[Extracted entries Boundary: Start]

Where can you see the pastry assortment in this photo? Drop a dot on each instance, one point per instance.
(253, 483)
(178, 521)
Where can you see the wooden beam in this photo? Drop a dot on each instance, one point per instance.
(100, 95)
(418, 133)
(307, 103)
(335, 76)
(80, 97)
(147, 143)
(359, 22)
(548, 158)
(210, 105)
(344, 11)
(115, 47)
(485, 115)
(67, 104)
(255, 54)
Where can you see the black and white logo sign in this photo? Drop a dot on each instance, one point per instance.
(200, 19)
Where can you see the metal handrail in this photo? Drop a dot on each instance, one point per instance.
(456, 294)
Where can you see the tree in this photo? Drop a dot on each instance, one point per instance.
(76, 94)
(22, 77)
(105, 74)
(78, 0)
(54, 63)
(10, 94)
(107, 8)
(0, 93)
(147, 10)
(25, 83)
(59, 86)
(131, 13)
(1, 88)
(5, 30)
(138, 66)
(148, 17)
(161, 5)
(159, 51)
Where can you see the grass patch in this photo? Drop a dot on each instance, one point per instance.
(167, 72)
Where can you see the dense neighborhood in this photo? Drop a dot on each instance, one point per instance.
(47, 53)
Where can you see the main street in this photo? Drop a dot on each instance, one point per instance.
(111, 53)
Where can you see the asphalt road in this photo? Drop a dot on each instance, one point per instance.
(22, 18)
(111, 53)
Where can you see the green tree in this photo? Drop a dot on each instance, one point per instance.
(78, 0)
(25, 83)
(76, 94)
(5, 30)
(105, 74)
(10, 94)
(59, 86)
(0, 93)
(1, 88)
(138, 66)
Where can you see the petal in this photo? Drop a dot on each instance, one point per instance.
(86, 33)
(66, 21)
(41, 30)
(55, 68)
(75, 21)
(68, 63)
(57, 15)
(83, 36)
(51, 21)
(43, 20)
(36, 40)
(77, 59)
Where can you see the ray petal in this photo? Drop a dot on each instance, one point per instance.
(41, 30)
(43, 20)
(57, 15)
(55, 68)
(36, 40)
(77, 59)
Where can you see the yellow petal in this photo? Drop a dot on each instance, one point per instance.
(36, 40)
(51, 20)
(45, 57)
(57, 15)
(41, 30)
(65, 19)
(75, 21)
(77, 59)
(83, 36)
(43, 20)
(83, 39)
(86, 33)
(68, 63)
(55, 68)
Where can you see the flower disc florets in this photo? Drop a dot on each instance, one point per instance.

[Extracted entries Boundary: End]

**Your objective:** Going line by line, set down the data above exactly as given.

**Solution:**
Where can you see the pastry assortment in this photo? Drop a dot on each instance, one point per instance.
(253, 483)
(178, 521)
Where can you see the wooden beam in this photo? Drop a dot on each instance, one point per instance.
(100, 95)
(418, 133)
(307, 103)
(335, 76)
(80, 97)
(147, 143)
(359, 22)
(548, 158)
(210, 105)
(344, 11)
(115, 47)
(485, 115)
(67, 104)
(255, 54)
Where can you see the black and white logo sign in this photo? Drop a dot on each instance, one point per instance.
(200, 19)
Where can you see the metal handrail in this photo? Drop a dot on each instance, one point per instance.
(456, 294)
Where can you see the tree in this photo? Drop a dot on each instance, one point per instance.
(76, 94)
(22, 77)
(105, 74)
(78, 0)
(54, 63)
(10, 94)
(107, 8)
(0, 93)
(147, 10)
(25, 83)
(59, 86)
(131, 13)
(1, 88)
(5, 30)
(138, 66)
(148, 17)
(161, 5)
(159, 51)
Where can you see the grass patch in this photo? Drop a dot on each instance, one point per instance.
(167, 72)
Where can you see the dense neighborhood in this photo? Drop a dot on each instance, one point per instance.
(47, 53)
Where can you see the main street in this photo? Drop a dot on each instance, one point per instance.
(111, 53)
Where can you see the asphalt road in this photo? Drop a dot on each instance, one point per instance.
(22, 18)
(111, 53)
Where can you see the green tree in this photo? Drop a dot on each instance, one point per instance.
(78, 0)
(25, 83)
(76, 94)
(5, 30)
(105, 74)
(10, 94)
(59, 86)
(0, 93)
(1, 88)
(138, 66)
Where can you see the petal in this photo? Drop a dot on each instance, one point per instance.
(86, 33)
(66, 21)
(41, 30)
(55, 68)
(75, 21)
(68, 63)
(57, 15)
(83, 36)
(51, 21)
(43, 20)
(36, 40)
(77, 59)
Where can you see the ray petal in this photo? Drop a dot on each instance, one point per instance.
(41, 30)
(43, 20)
(57, 15)
(55, 68)
(36, 40)
(77, 59)
Where can you see the yellow petal in this photo? Drop a dot on each instance, one point per instance.
(36, 40)
(51, 20)
(45, 57)
(57, 15)
(41, 30)
(65, 19)
(75, 21)
(77, 59)
(83, 36)
(43, 20)
(83, 39)
(86, 33)
(68, 63)
(55, 68)
Where can you see the flower disc florets in this photo? Drop a dot on each instance, one point per instance.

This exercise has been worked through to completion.